# [Текст для чтения]
________________

Юрий Лотман - Сотворение Карамзина
Карамзин собирался посетить Ним, но именно в эту пору в городе вспыхнули кровавые беспорядки. Конфликт между католиками и протестантами, спровоцированный правыми элементами, вылился в ряд кровавых инцидентов. Став жертвами расправ, протестанты Нима обратились за помощью к единоверцам из Женевы. Прибывшая из соседних городов (Бокера, Тараскона и др.) национальная гвардия пыталась остановить кровопролития. Кровавые столкновения происходили и в Марселе. Кроме кровопролитий на религиозной почве, юг был охвачен крестьянскими волнениями: горели замки, по дорогам бесчинствовали вооруженные отряды. Карамзин знал об этом, и, вероятно, не только сентиментальная дружба к Беккеру заставила его переменить планы путешествия.
Однако и в Лионе он не избегнул зрелищ, напоминающих, что он находится в стране, охваченной революцией. Вот как представлено дело в «Письмах»: «Смотри! смотри! закричал мой Беккер. Я бросился к окну, и увидел, что вокруг ратуши толпится шумящий народ. Что это значит? спросили мы у слуги, который прибирал мою комнату. Какое нибудь новое дурачество, отвечал он. Но я любопытен был знать это дурачество, и вместе с Беккером пошел на улицу. У пяти или шести человек спрашивали мы о причине шума: но все отвечали нам: qu'en sais-je? (почему мне знать?) Наконец дело объяснилось. Какая-то старушка подралась на улице с каким-то стариком; понамарь вступился за женщину, старик выхватил из кармана пистолет и хотел застрелить понамаря; но люди, шедшие по улице, бросились на него, обезоружили, и повели его… a la lanterne (на виселицу); отряд национальной гвардии встретился с сею толпою людей, отнял у них старика и привел в ратушу — вот что было причиною волнения! Народ, который сделался во Франции страшнейшим деспотом, требовал, чтобы ему выдали виновного и кричал: a la lanterne» (209).

________________

# [Исходные данные]
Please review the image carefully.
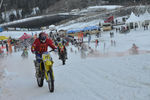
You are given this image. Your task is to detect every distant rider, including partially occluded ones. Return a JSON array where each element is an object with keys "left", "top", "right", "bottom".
[{"left": 31, "top": 32, "right": 57, "bottom": 76}]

________________

# [Задание]
Верните дословно фрагмент текста о Карамзине между словами «Юрий Лотман - Сотворение» и «переменить планы путешествия.» включительно.

# [Ответ]
Юрий Лотман - Сотворение Карамзина
Карамзин собирался посетить Ним, но именно в эту пору в городе вспыхнули кровавые беспорядки. Конфликт между католиками и протестантами, спровоцированный правыми элементами, вылился в ряд кровавых инцидентов. Став жертвами расправ, протестанты Нима обратились за помощью к единоверцам из Женевы. Прибывшая из соседних городов (Бокера, Тараскона и др.) национальная гвардия пыталась остановить кровопролития. Кровавые столкновения происходили и в Марселе. Кроме кровопролитий на религиозной почве, юг был охвачен крестьянскими волнениями: горели замки, по дорогам бесчинствовали вооруженные отряды. Карамзин знал об этом, и, вероятно, не только сентиментальная дружба к Беккеру заставила его переменить планы путешествия.